Text for analysis START

Purpose
Large datasets are required to ensure reliable non-invasive glioma assessment with radiomics-based machine learning methods. This can often only be achieved by pooling images from different centers. Moreover, trained models should perform with high accuracy when applied to data from different centers. In this study, the impact of reconstruction settings and segmentation methods on radiomic features derived from amino acid and TSPO PET images of glioma patients was examined. Additionally, the ability to model and thus reduce feature differences was investigated.
Methods
[ 18 F]FET and [ 18 F]GE-180 PET data were acquired from 19 glioma patients. For each acquisition, 10 reconstruction settings and 9 segmentation methods were included to emulate multicentric data. Statistical robustness measures were calculated before and after ComBat harmonization. Differences between features due to setting variations were assessed using Friedman test, coefficient of variation (CV) and inter-rater reliability measures, including intraclass and Spearman’s rank correlation coefficients and Fleiss’ Kappa.

Text for analysis END
Available data START

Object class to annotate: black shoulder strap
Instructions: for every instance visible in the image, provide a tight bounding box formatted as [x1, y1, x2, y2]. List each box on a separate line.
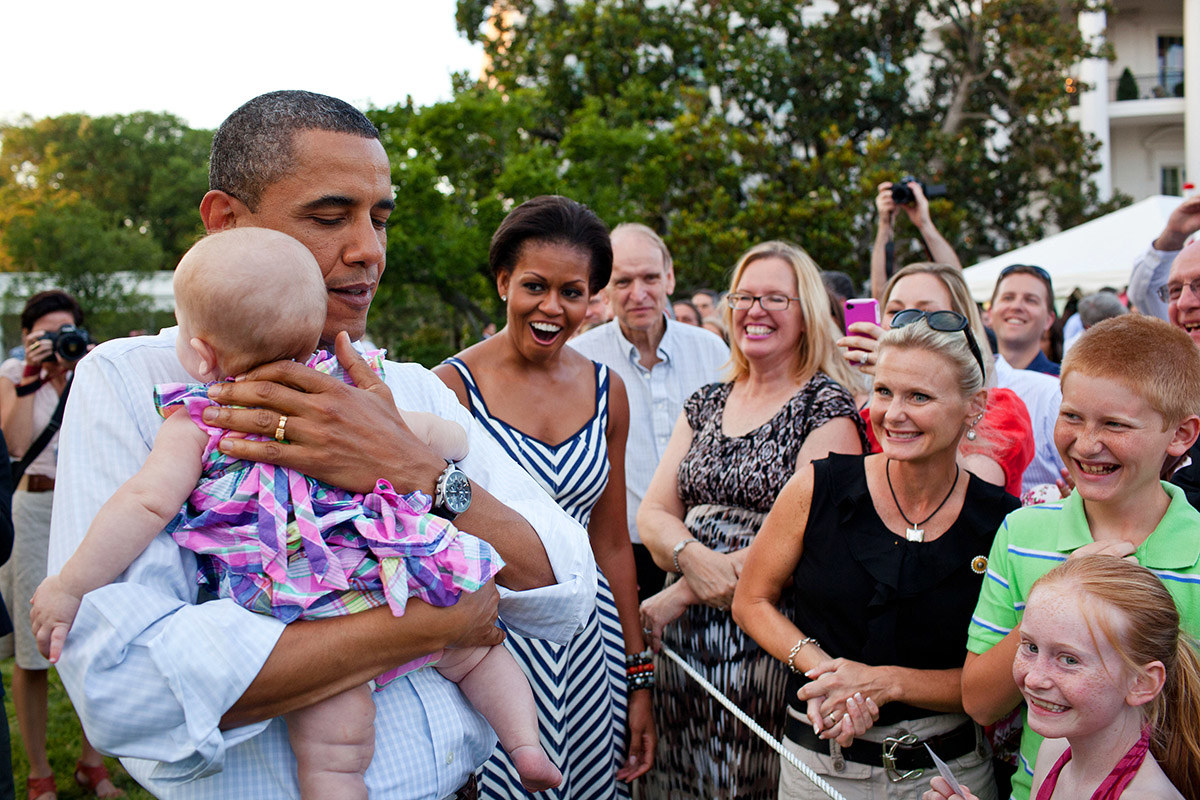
[12, 375, 74, 488]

Available data END

• Work request A:
According to the glioma PET radiomics text, from how many glioma patients were the [18F]FET and [18F]GE-180 PET data acquired?
• Work request B:
Please carry on the glioma PET radiomics text from its last sentence.

• Exercise result A:
19

• Exercise result B:
Results
According to Friedman analyses, most features (> 60%) showed significant differences. Yet, CV and inter-rater reliability measures indicated higher robustness. ComBat resulted in almost complete harmonization (> 87%) according to Friedman test and little to no improvement according to CV and inter-rater reliability measures. [ 18 F]GE-180 features displayed higher sensitivity to reconstruction settings than [ 18 F]FET features.
Conclusions
According to Friedman test, feature distributions could be successfully aligned using ComBat. However, depending on settings, changes in patient ranks were observed for some features and could not be eliminated by harmonization. Thus, for clinical utilization it is recommended to exclude affected features.